Provided passage ->
May/June 2004 Alternative Health
Cilantro – the natural chelator

by Dr. David G. Williams

There's nothing I like more than learning about inexpensive, common herbs or spices that exhibit unusual healing properties. Historically, the use of herbs and spices in cooking evolved as a method to preserve foods and make them safer to store and eat. We've grown accustomed to using these items to enhance or accentuate the flavors of food, but researchers continue to discover herbs have much more to offer than just good taste. Cilantro is such an herb and one of its medicinal benefits was uncovered through the work of Dr. Yoshiaki Omura.

Dr. Omura treated several patients for an eye infection called trachoma (granular conjunctivitis), which is caused by the micro-organism Chlamydia trachomatis. Following the standard treatment, Dr. Omura found that the patients' symptoms would initially clear up, only to recur within a few months. He experienced similar difficulties in treating viral-related problems like herpes simplex types I & II and cytomegalovirus infections.

After taking a closer look, Dr. Omura found these organisms seemed to hide and flourish in areas of the body where there were concentrations of heavy metals like mercury, lead, and aluminum. Somehow the organisms were able to use the toxic metals to protect themselves from the medicine. While he was testing for these toxic metals, Dr. Omura discovered that the leaves of the coriander plant (cilantro) could accelerate the excretion of mercury, lead, and aluminum from the body.

This came about accidentally when he noticed that mercury levels in urine increased after an individual consumed Vietnamese soup. The healthy soup contained coriander, or, as it is better known in this country, cilantro. And when cilantro was used concurrently with natural antiviral or antibiotic agents and/or omega-3 fatty acids, the infections could be eliminated for good.

Dr. Omura's discovery resulted in a novel technique, which greatly increased the body's ability to clear up recurring infections, both viral and bacterial. By chance, he also discovered an inexpensive, easy way to remove -- or chelate -- toxic metals from the nervous system and body tissues. Chelation therapy using chemical agents like EDTA has long been used to help remove heavy metals, but cilantro is the only natural substance I'm aware of that has demonstrated this ability.

I highly recommend you take advantage of this "poor man's chelation treatment." All it takes is adding a quantity of cilantro to your diet daily, for two or three weeks. You can add a handful of fresh cilantro to a salad, mix a couple of teaspoons of cilantro pesto with whole wheat pasta, spread the pesto on toasted Italian bread, or have it with your favorite fish (good in soups). Any of these dishes will give you the dosages Dr. Omura used in his research.

Cilantro Pesto
1 clove garlic
cup almonds, cashews, or other nuts
1 cup packed fresh cilantro leaves
2 tablespoons lemon juice
6 tablespoons olive or flaxseed oil
sea salt to taste

Put the cilantro and oil in blender and process until the cilantro is chopped. Add the rest of the ingredients and process to a lumpy paste. (You may need to add a touch of hot water and scrape the sides of the blender.) You can change the consistency by altering the amount of olive oil and lemon juice, but keep the 3:1 ratio of oil to juice. (It freezes well, so you can make several batches at once.)

What is being asked -> List every way the cilantro article above suggests adding cilantro to your daily diet.

Source data ->
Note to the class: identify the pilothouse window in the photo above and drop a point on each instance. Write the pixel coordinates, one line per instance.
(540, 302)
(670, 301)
==
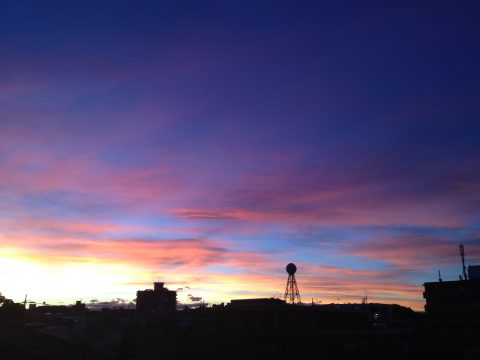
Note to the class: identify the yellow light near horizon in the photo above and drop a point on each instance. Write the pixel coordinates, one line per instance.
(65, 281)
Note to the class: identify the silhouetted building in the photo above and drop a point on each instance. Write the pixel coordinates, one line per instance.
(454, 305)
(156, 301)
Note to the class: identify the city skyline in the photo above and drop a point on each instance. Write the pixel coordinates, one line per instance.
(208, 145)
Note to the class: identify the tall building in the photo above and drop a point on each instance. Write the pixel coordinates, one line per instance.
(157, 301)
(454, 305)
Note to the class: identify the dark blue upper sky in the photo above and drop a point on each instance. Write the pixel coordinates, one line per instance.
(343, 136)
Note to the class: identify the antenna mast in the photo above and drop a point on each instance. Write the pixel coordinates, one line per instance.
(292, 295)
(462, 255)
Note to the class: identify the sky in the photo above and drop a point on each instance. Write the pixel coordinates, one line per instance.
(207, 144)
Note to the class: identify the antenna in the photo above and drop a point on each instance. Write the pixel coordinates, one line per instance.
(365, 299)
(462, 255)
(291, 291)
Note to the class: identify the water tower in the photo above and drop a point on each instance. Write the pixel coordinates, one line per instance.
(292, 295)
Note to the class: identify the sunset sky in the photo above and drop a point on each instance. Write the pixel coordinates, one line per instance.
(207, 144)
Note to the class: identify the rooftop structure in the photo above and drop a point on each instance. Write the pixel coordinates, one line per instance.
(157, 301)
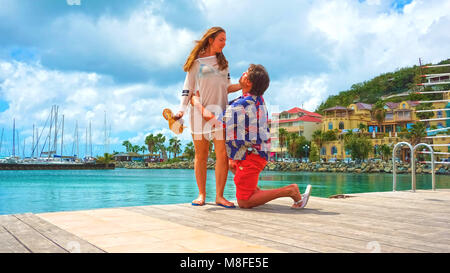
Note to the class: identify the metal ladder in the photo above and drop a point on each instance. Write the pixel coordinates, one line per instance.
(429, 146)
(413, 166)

Your response ->
- Add a handful of fresh cilantro to a salad.
- Mix a couple of teaspoons of cilantro pesto with whole wheat pasta.
- Spread the pesto on toasted Italian bread.
- Have it with your favorite fish (good in soups).